-- PASSAGE EXTRAIT --

==*==

Jean-Baptiste Pater, La marche comique, 1725-1730 |
Deux reprises de cette
composition de Jean-Baptiste Pater - dont l’une centrée sur le groupe des trois
comédiens de tête - réalisée plus tardivement par deux artistes anonymes à
partir d’une gravure de Simon-François Ravenet (vers 1735), ont conservé cette
coiffe.
Simon-François Ravenet d’après J-B Pater, La marche comique, vers 1735
Anonymes, École française, 18ème (deux interprétations du même motif)
|
Le motif de cette composition
dont il est difficile de comprendre la signification - sauf à supposer que les
acteurs défilent ici pour annoncer la tenue d’un prochain spectacle - est la
reprise d’un fragment d’un autre tableau du même auteur, La foire à Bezons (1730) ; dans une même attitude, la troupe,
cependant augmentée, arrive sur la vaste esplanade d’une foire paysanne qui bat
son plein : certains dansent accompagnés par des musiciens, d’autres
assistent aux boniments d’un homme grimpé sur une large estrade, des couples
s’égayent, d’autres boivent attablés en plein air ou sous un auvent, derrière
lequel passe justement la troupe d’acteurs. Ici[6] le
personnage qui ouvre la marche n’a pas de coiffe en forme de pointes par contre
en fin de cortège un homme habillé de vert porte une collerette avec ce motif.

==*==

-- INFORMATIONS EXTRAITES --
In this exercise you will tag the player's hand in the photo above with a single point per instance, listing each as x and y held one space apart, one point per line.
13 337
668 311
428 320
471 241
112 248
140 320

==*==

-- CONSIGNE --
Prolongez le passage sur La marche comique de Jean-Baptiste Pater en reprenant juste après sa dernière phrase. Les enregistrements ne servent pas ici.

-- RÉSULTAT --
Jean-Baptiste Pater, La foire à Bezons (ensemble et détail) 1730 |
Le Pierrot figuré par Pater est
légèrement penché en avant, d’une main il tient son chapeau et de l’autre il
salue. Cette pose qui ne se trouve pas dans les peintures de Watteau semble
plutôt avoir été empruntée à une étude de Claude Gillot (dont Pater fut un
temps l’élève).
Gabriel Huquier (d’après Claude Gillot), Arlequin
malade (détail), 1729-1732
François Boucher (d’après Watteau), Pierrot saluant dans Figures
des différents caractères, 1726
|
Les jeux de passe-passe, de
variantes, de copies, de recompositions infinies réalisées à partir des
peintures connues et du matériel graphique largement diffusé, marquent une
vertigineuse production apocryphe dont il est aujourd’hui difficile de dénouer
la trame. Parler du cercle de Watteau
comme d’une école est sans doute abusif, ce peintre intimiste et plutôt
solitaire n’ayant évidemment pas eu le temps de constater les effets de son
influence auprès de ses suiveurs. L’entreprise de Jean de Julienne de diffuser
l'œuvre de son ami Watteau, disparu prématurément, par la publication dès 1728
de Figures des différents caractères de paysages et d’études dessinées
d’après nature, puis en
1736, de Œuvres des estampes gravées d'après les tableaux et dessins de feu
Antoine Watteau a sans aucun doute permis une circulation de l’œuvre mais a
également fourni à de nombreux artistes un catalogue exhaustif de motifs dans
lequel ils ont allègrement pioché soit pour prolonger l’esprit des scènes
peintes soit pour les plagier.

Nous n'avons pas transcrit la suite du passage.